Exercise goal:
Gather every line of the rows below that contains the string "query", and copy each one out. Case counts.

Input rows:

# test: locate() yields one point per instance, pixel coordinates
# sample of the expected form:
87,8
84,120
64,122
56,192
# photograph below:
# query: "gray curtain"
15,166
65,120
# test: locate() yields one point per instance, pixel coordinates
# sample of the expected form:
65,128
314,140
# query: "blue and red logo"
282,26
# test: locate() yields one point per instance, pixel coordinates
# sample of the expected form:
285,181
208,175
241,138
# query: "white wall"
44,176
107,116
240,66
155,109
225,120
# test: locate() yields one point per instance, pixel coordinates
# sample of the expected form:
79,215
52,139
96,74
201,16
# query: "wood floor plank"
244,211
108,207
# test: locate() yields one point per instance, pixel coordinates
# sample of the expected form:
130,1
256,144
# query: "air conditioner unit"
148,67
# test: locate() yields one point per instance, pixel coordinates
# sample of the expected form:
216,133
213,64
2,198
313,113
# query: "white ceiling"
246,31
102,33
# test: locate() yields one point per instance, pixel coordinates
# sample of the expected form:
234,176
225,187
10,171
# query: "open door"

Exercise answer:
# query: "gray curtain"
# query: "blue and red logo"
# query: "white wall"
# query: "wood floor plank"
# query: "air conditioner unit"
# query: "white ceiling"
# query: "open door"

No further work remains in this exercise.